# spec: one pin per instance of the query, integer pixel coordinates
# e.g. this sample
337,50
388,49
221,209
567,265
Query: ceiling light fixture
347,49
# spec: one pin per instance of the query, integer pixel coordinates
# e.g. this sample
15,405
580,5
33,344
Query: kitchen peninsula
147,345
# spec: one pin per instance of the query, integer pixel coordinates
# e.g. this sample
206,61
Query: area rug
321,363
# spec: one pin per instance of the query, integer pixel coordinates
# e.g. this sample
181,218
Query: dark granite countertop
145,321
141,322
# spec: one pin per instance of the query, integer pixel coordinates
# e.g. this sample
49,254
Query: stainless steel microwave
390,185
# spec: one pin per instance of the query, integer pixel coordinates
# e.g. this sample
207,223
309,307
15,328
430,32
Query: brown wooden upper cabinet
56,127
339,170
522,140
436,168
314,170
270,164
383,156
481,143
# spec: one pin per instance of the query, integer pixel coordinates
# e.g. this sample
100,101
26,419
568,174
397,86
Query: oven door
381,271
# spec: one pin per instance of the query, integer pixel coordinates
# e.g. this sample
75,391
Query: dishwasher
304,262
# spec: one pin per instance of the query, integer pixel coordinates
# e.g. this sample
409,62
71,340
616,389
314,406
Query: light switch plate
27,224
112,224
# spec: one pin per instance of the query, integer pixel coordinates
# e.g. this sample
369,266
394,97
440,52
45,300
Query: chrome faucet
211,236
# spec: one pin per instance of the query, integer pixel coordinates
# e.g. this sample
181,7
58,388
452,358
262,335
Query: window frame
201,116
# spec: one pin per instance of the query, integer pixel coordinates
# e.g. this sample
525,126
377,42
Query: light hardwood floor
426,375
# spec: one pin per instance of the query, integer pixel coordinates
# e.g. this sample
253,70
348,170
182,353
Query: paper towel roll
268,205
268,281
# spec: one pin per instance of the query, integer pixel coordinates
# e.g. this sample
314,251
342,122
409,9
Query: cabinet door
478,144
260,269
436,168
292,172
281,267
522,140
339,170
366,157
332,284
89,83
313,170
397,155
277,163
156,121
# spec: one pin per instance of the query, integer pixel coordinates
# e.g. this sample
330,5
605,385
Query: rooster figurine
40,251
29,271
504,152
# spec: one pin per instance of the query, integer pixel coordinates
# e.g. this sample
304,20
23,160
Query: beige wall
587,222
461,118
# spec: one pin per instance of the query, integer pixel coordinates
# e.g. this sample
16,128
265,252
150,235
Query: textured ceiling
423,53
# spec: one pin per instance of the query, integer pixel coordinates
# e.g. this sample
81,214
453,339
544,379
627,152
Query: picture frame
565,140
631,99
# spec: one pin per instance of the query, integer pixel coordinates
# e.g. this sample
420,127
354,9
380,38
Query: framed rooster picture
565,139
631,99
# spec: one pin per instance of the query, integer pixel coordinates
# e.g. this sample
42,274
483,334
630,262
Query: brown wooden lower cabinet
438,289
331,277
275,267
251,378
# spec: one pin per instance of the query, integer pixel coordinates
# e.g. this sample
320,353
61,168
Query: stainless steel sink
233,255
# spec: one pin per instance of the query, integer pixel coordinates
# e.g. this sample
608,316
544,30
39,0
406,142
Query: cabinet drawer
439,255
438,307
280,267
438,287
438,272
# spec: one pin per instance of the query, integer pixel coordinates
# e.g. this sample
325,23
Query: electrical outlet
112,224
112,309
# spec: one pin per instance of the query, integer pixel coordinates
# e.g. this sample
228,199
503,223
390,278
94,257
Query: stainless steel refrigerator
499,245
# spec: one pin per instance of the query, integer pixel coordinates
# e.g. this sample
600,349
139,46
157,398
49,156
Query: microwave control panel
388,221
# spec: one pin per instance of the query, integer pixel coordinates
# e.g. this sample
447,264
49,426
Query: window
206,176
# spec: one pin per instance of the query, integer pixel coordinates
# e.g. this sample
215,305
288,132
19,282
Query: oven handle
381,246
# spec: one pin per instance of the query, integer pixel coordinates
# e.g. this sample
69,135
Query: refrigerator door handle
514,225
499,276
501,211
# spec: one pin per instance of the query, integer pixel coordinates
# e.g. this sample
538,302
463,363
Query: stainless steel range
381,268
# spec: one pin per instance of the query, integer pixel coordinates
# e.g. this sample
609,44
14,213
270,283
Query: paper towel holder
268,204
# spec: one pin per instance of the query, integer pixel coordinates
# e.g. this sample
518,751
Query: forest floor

▬▬▬▬▬▬

OBJECTIVE >>
Collect every line from the entries above that contains the word "light".

PROBLEM SOLUTION >>
Query: ceiling light fixture
Query: light switch plate
Query: light hardwood floor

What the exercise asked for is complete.